(Stored data)
.....

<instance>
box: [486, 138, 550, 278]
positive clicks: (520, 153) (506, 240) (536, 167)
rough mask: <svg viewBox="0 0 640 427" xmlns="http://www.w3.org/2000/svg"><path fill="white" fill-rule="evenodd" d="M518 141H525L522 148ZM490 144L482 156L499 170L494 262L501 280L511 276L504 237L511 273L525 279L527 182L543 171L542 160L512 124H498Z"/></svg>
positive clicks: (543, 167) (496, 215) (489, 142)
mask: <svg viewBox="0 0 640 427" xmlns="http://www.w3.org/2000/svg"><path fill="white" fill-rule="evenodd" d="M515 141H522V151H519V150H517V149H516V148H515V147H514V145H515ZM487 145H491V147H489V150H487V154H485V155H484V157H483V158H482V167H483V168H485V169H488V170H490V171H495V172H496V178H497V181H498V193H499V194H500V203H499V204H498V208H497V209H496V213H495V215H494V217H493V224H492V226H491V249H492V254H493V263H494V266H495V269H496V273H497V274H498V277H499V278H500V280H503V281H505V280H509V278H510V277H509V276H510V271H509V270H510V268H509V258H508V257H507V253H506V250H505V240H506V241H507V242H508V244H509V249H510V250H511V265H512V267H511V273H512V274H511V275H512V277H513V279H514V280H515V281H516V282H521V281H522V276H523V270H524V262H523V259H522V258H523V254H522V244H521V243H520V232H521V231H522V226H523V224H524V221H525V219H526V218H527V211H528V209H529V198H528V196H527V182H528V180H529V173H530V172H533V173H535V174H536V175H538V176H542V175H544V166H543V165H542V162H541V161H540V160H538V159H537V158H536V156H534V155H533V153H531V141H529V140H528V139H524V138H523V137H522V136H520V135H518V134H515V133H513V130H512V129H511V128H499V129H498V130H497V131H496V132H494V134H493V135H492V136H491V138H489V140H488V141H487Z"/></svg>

.....

YOUR TASK
The reply should consist of the records, reproduced exactly.

RESULT FOR THIS EXERCISE
<instance>
box: [486, 138, 550, 278]
positive clicks: (520, 153) (506, 240) (536, 167)
rough mask: <svg viewBox="0 0 640 427" xmlns="http://www.w3.org/2000/svg"><path fill="white" fill-rule="evenodd" d="M518 141H525L522 148ZM490 144L482 156L499 170L494 262L501 280L511 276L504 237L511 273L525 279L527 182L543 171L542 160L512 124H498Z"/></svg>
positive clicks: (543, 167) (496, 215) (489, 142)
mask: <svg viewBox="0 0 640 427" xmlns="http://www.w3.org/2000/svg"><path fill="white" fill-rule="evenodd" d="M515 141H522V151H519V150H517V149H516V148H515V147H514V145H515ZM487 145H491V147H489V150H487V154H485V155H484V157H483V158H482V167H483V168H485V169H488V170H490V171H495V172H496V178H497V181H498V193H499V194H500V203H499V204H498V208H497V209H496V213H495V215H494V217H493V224H492V226H491V249H492V254H493V263H494V266H495V269H496V273H497V274H498V277H499V278H500V280H503V281H505V280H509V278H510V277H509V276H510V271H509V270H510V268H509V258H508V257H507V253H506V250H505V240H506V241H507V242H508V244H509V249H510V250H511V265H512V267H511V273H512V274H511V275H512V277H513V279H514V280H515V281H516V282H521V281H522V276H523V270H524V262H523V259H522V258H523V254H522V244H521V243H520V232H521V231H522V226H523V224H524V221H525V219H526V218H527V211H528V209H529V198H528V196H527V182H528V180H529V173H530V172H533V173H535V174H536V175H538V176H542V175H544V166H543V165H542V162H541V161H540V160H538V159H537V158H536V156H534V155H533V153H531V141H529V140H528V139H524V138H523V137H522V136H520V135H518V134H515V133H513V130H512V129H511V128H499V129H498V130H497V131H496V132H494V134H493V135H492V136H491V138H489V140H488V141H487Z"/></svg>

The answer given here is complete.